------ Data lines
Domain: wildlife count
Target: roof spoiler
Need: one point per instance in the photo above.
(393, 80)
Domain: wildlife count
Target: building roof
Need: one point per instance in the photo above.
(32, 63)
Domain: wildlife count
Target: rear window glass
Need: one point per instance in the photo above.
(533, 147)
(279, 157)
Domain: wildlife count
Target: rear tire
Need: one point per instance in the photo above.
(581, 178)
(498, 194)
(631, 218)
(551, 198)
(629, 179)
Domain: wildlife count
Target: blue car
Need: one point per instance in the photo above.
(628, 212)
------------
------ Data lines
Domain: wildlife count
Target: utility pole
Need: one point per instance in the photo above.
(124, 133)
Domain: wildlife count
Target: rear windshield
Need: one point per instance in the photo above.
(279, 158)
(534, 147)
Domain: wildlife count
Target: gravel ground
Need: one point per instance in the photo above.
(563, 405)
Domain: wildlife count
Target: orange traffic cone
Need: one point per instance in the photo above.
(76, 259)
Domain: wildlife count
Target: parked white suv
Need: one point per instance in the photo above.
------------
------ Data lines
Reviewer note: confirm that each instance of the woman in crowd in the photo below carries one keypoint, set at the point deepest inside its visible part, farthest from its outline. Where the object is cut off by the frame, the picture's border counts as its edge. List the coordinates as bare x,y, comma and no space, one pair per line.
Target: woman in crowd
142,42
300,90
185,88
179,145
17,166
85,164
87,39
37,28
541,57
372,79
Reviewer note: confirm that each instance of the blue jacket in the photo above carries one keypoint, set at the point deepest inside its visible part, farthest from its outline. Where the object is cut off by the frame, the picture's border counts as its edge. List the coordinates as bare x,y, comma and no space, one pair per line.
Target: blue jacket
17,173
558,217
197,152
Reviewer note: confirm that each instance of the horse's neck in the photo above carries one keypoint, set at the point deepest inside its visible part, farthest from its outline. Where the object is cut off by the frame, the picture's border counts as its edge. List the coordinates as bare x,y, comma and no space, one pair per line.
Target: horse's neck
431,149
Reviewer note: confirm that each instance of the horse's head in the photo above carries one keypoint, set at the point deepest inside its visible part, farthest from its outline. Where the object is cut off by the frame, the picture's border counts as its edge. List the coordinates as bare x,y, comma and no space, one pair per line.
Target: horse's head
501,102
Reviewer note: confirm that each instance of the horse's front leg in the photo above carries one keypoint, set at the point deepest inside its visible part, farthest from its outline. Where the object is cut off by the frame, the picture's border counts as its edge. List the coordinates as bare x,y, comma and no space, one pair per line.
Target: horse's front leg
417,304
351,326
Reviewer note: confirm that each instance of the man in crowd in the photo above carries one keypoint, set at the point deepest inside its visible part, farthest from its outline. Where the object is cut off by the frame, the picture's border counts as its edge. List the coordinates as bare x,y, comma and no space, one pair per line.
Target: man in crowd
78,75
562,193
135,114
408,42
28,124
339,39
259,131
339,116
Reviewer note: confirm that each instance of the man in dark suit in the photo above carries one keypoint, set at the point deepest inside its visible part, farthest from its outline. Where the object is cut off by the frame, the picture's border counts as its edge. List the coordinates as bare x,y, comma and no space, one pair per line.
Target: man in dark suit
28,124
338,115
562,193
------------
Given exercise
Pick out each line in the records that contains the word "roof", and copy those lines.

Response below
Target: roof spoiler
Target: building roof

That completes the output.